BEGIN

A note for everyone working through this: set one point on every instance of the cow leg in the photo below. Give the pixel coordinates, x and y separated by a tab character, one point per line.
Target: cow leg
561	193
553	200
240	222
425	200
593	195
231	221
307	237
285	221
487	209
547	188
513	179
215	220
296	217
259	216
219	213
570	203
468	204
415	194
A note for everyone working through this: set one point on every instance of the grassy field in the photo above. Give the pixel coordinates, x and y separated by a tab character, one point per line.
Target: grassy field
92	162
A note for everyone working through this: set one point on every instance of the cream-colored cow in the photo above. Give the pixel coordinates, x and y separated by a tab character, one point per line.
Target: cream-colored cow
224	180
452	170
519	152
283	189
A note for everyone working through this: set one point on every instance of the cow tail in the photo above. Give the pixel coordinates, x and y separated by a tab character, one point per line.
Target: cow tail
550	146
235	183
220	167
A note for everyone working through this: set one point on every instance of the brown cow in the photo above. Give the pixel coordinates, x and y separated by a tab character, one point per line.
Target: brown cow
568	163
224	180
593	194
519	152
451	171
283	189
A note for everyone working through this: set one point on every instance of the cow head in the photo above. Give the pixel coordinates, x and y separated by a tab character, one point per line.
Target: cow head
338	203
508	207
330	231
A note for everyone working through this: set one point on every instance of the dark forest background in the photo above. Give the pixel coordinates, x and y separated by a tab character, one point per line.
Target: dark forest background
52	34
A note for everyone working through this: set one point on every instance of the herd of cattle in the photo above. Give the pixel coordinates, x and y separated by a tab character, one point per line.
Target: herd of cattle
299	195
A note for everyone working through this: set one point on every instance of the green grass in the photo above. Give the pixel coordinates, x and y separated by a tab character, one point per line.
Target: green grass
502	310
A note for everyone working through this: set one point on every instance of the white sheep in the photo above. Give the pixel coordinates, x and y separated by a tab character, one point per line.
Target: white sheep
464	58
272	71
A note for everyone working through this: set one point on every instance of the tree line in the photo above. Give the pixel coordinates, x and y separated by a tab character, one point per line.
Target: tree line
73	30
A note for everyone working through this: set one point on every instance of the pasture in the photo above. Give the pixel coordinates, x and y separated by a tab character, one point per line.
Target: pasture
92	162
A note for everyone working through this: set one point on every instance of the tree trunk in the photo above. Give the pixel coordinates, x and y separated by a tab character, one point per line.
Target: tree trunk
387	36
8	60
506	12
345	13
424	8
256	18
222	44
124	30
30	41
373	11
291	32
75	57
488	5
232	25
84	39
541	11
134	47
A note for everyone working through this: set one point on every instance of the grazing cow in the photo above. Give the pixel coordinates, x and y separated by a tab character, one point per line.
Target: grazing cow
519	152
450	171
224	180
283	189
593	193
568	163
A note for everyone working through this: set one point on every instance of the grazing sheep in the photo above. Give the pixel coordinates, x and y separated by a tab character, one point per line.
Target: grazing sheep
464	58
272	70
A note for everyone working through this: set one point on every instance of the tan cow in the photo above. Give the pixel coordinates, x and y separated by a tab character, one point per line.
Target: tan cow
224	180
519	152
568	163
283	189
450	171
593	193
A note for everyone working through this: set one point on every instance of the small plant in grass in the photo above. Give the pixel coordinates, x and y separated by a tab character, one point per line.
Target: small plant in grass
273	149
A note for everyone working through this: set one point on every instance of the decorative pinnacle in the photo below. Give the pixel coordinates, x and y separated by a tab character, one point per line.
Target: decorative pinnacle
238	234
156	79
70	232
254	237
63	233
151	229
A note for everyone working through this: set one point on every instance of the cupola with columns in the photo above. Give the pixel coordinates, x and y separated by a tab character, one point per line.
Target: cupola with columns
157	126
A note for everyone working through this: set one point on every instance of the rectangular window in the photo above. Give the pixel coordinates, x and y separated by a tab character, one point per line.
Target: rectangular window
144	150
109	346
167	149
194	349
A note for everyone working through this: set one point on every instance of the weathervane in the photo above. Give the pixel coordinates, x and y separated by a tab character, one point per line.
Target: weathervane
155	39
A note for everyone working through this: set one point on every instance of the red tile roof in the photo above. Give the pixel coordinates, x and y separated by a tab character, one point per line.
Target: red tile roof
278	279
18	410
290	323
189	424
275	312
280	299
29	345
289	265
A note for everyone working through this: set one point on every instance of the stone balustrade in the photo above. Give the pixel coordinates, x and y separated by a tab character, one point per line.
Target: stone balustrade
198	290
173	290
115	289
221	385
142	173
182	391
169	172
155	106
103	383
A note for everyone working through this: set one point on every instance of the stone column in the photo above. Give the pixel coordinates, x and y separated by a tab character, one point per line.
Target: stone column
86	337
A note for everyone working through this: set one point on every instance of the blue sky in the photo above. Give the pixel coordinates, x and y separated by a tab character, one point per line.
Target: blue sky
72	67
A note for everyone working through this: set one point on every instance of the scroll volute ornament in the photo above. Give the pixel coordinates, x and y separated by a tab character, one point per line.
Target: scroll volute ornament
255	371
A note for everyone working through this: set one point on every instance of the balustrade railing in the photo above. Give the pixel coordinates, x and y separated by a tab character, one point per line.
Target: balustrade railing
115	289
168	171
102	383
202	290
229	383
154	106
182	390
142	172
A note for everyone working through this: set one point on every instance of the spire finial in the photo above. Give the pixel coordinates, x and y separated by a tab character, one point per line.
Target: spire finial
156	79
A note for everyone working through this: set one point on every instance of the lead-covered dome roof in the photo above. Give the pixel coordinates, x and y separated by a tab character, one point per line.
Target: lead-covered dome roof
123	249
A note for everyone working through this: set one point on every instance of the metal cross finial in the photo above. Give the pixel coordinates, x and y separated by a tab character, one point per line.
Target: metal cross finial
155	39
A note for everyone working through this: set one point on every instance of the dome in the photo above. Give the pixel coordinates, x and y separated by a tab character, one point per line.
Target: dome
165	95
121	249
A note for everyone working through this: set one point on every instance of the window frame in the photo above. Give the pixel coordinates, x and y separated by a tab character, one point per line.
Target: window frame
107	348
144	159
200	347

END

Could you type out every entry again exactly as it stands?

A note for everyone working through this: set one point on every instance of the cow leg in the photo below. Give the pixel coordinates, x and y separated by a tab character, one point per line.
Target: cow leg
561	193
553	200
240	222
425	200
593	195
231	221
307	237
285	221
487	209
547	188
513	179
215	220
296	217
259	216
219	213
570	203
468	204
415	194
A note for everyone working through this: set one point on every instance of the grassy field in the photo above. Give the pixel coordinates, x and y separated by a tab character, one point per line.
Target: grassy field
92	162
A note for everyone working through this: set one point on every instance of the cream-colored cow in the photo above. Give the pixel coordinates, x and y separated by a tab character, one point per line.
Target: cream-colored cow
224	180
452	170
519	152
283	189
A note for everyone working through this: set one point on every instance of the cow tail in the photo above. Give the pixel coordinates, x and y separated by a tab character, one point per line.
Target: cow tail
550	146
235	183
220	167
A note for everyone working through this: set one point on every instance of the brown cow in the photo above. Give the pixel coordinates, x and y separated by a tab character, one point per line.
Target: brown cow
568	163
224	180
593	194
519	152
451	171
283	189
A note for everyone working through this: set one point on every instance of the cow head in the photo above. Give the pixel coordinates, x and y separated by a tab character, one point per line.
Target: cow head
338	203
508	207
330	231
A note for everyone working through this: set one point on every instance of the dark forest background in the photo above. Give the pixel coordinates, x and y separated by a tab character, one point per line.
Target: dark forest background
52	34
A note for everyone working through this: set one point on every instance of the herd of cattle in the photo above. Give the pixel coordinates, x and y separated by a tab character, one point per line.
Target: herd of cattle
299	195
A note for everyone working through this: set one point on every instance of the green grass in the photo above. Give the pixel coordinates, x and y separated by a tab character, one point per line.
Target: green grass
502	310
A note for everyone working through this: set one point on every instance of the white sheep in the photo above. Give the pixel coordinates, x and y separated by a tab character, one point per line.
Target: white sheep
464	58
272	71
A note for everyone working through this: set one point on every instance of the tree line in the photo above. Give the pixel coordinates, x and y separated by a tab character, one point per line.
Target: tree line
73	30
A note for everyone working through this: set one point on every instance of the pasture in the photo above. Give the pixel coordinates, x and y separated by a tab character, one point per line.
Target: pasture
92	162
A note for everyone working through this: set one point on every instance of the tree trunk in the photo above. Give the pixel coordinates, x and y separated by a tab character, one point per line.
Target: tree trunk
387	36
8	60
506	12
345	13
424	8
256	18
222	44
124	30
30	41
373	11
291	32
75	57
488	5
232	25
84	39
541	11
134	47
A note for everyone working through this: set one point on every instance of the grazing cow in the photo above. Give the pixel coordinates, x and y separated by a tab character, one point per line.
Target: grazing cow
519	152
450	171
224	180
283	189
593	193
568	163
A note for everyone working through this: set one point on every instance of the grazing sheep in the photo above. Give the pixel coordinates, x and y separated by a tab character, one point per line.
Target: grazing sheep
464	58
272	70
A note for everyone working through this: set one point on every instance of the tan cow in the photo above. Give the pixel coordinates, x and y separated by a tab character, one point per line.
Target: tan cow
224	180
519	152
568	163
283	189
450	171
593	193
A note for everyone working through this: set one point on every instance of the small plant in grass in the photo above. Give the pixel coordinates, x and y separated by a tab character, one point per line.
Target: small plant in grass
273	149
A note for everyone working through this: set one point on every instance of the decorative pinnacle in the photo below. Give the pixel coordinates, x and y separated by a tab character, one point per line.
Target: decorative pinnacle
238	234
156	79
70	232
254	237
63	233
151	229
A note for everyone working through this: set one point on every instance of the cupola with columns in the photo above. Give the pixel coordinates, x and y separated by a tab character, one point per line.
Target: cupola with columns
157	126
A note for everyone working through this: set one point on every instance of the rectangular window in the photo above. Give the pixel coordinates, x and y separated by a tab character, one point per line.
Target: rectangular window
144	150
109	346
167	149
194	349
A note for everyone working through this: set one point on every instance of the weathervane in the photo above. Give the pixel coordinates, x and y separated by a tab character, one point per line.
Target: weathervane
155	39
A note for everyone working through this: set one point on every instance of the red tile roof in the photo above. Give the pixel coordinates, x and y separated by a tab character, one point per line.
Target: red tile roof
278	279
18	410
290	323
189	424
275	312
280	299
29	345
289	265
A note for everyone working through this: set one point on every instance of the stone balustrade in the photo above. Give the pixel coordinates, x and y separated by a tab character, one point per line.
Target: stone balustrade
198	290
173	290
115	289
221	385
142	173
182	391
169	172
155	106
103	383
A note for everyone working through this: set one point on every instance of the stone column in the photo above. Give the pixel coordinates, x and y separated by a tab character, one point per line.
Target: stone column
86	337
A note for everyone working through this: set one point on every instance of the blue sky in the photo above. Give the pixel coordinates, x and y separated by a tab character, one point per line.
Target: blue sky
72	67
A note for everyone working through this: set one point on every instance of the scroll volute ornament in the photo above. Give the pixel coordinates, x and y separated by a tab character, one point per line.
Target: scroll volute ornament
255	371
A note for everyone working through this: set one point on every instance of the balustrade railing in the photo above. Give the pixel coordinates, x and y separated by a tab character, one point per line.
Target: balustrade railing
115	289
168	171
102	383
202	290
229	383
154	106
182	390
142	172
A note for everyone working through this: set one point on every instance of the spire finial in the photo above. Give the pixel coordinates, x and y separated by a tab character, one point per line.
Target: spire finial
156	79
A note for everyone working through this: set one point on every instance of the lead-covered dome roof in the photo above. Give the pixel coordinates, x and y separated by a tab character, one point per line.
Target: lead-covered dome roof
123	249
A note for everyone working through this: set one point on every instance of the metal cross finial in the photo above. Give the pixel coordinates, x and y separated by a tab character, one point per line.
Target: metal cross finial
155	39
A note for everyone working through this: set one point on every instance of the dome in the photo above. Give the pixel coordinates, x and y separated by a tab character, one point per line.
Target: dome
165	95
121	249
A note for everyone working through this: set one point on every instance of the window frame in the photo above. Give the pixel coordinates, x and y separated by a tab character, one point per line.
Target: window frame
107	348
144	159
200	347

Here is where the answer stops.